* [Passage]
1 Sam 6.1-21 tells us that the Philistines had the Ark “in the field” for seven months, which possibly makes this about the month of Tishri (v 13), and what they did with it, and what Israel did with it once it was back in the land of Israel. The ark sat in the open because they thought this would deliver them from their plagues, and they wanted to send the Ark back with a guilt offering but didn’t know exactly how to do it. The Philistine priests knew enough about Yehovah to know they offended him. Why they kept the Ark that long nobody knows, but it was hard for them to give up such a trophy. So they sent five golden tumors and five golden mice, according to the five cities of the Philistines (Ashdod, Gaza, Gath, Ekron and Askelon), and placed them into a box by the side of the Ark. They were wise enough not to look into the Ark, however. It is believed that these were sent because there was some sort of plague caused by the mice. So, they acknowledged God’s power over all the gods of the Philistines and they knew the story of what God did to the Egyptians and didn’t want any part of that (v 16).

* [Supplied records]
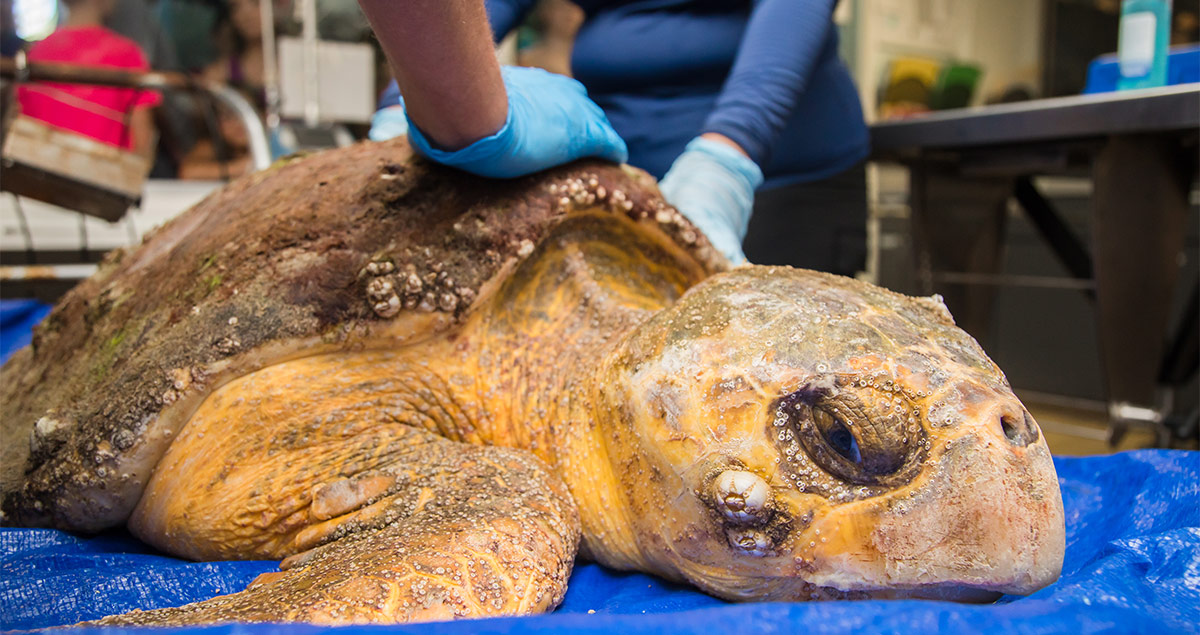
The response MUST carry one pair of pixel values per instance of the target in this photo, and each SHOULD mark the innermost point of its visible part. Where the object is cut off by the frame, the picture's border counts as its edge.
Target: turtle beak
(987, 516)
...
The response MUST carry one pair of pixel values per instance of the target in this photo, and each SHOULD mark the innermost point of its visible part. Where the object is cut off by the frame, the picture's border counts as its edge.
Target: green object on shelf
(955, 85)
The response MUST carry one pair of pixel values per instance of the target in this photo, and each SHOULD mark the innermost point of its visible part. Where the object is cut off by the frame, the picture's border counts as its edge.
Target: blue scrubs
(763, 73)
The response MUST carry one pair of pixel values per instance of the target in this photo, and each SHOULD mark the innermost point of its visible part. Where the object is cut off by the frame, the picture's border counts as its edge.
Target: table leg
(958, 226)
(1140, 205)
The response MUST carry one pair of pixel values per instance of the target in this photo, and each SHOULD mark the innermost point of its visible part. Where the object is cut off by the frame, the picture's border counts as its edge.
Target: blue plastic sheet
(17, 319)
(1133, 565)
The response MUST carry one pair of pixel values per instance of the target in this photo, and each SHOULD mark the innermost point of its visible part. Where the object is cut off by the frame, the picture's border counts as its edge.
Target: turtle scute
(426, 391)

* [Exercises]
1. Condense the paragraph of the passage about the Philistines and the Ark that begins "1 Sam 6.1-21 tells us" into a bulleted list that keeps its main facts.
2. Resume the passage on the Philistines and the Ark, picking up after its final sentence.
The material between the text and this point stands apart from the text.

* [Answers for the exercise]
1.
- 1 Sam 6.1-21 covers the Ark's time with the Philistines and what Israel did with it once it returned to the land of Israel.
- The Philistines kept the Ark "in the field" for seven months, possibly placing events around the month of Tishri (v 13).
- It sat in the open because they thought this would deliver them from their plagues.
- They wanted to send it back with a guilt offering but didn't know exactly how.
- Their priests knew enough about Yehovah to know they had offended him.
- No one knows why they kept it so long, but giving up such a trophy was hard.
- They sent five golden tumors and five golden mice, one for each Philistine city (Ashdod, Gaza, Gath, Ekron and Askelon), in a box beside the Ark.
- They did not look into the Ark.
- The offering is believed to reflect a plague caused by mice.
- They acknowledged God's power over their gods and, knowing what God did to the Egyptians, wanted no part of that (v 16).

2.
They decided to use two cows and a wagon to carry the Ark back. Now, that is not how God instructed the Israelites to carry the Ark (Num 4.15), but they didn’t know any better. They did not know the Torah. Some would say this was not fair, but God can show mercy to whoever he wants. However, this will play a role later when David tries to bring the Ark into Jerusalem (2 Sam 6.3-7). The two cows had never been yoked and had never pulled a cart, and they had calves and if they ignored their instincts to return to the calves to nurse and went to the land of Israel, they would know this plague was from God. So there were two tests to see if this was from God. No need to repent if they didn’t have to, right? But the cows went straight into the direction of Beth-shemesh (“house of the sun” or “east”) which was against their natural instincts, which was a priestly city (Josh 21.13-16; 1 Chr 6.59). The cows should have been resisting the yoke which was upon them because they had never been harnessed.
The cows were “lowing” so they were not particularly happy about this, but the Lord overpowered their instinctive nature and they did the will of God anyway. Ever wonder why there is no sin in the Olam Haba? Learn the lesson of these cows. The people of Beth-shemesh were reaping their wheat harvest (done around Tishri in the fall) and saw the Ark and the cart coming, and rejoiced as it came into the field of Joshua (Yeshua) the Beth-shemite (“house of the sun”) and the cart stopped near a large stone that stood there (for an altar). They split wood from the cart and offered the cows as a Korban Olah. Female cows were not usually offered to the Lord (Lev 1.3, 22.19) and they offered them away from the Mishkan (Deut 12.5-6), but the Lord knew their hearts and this was an unusual case.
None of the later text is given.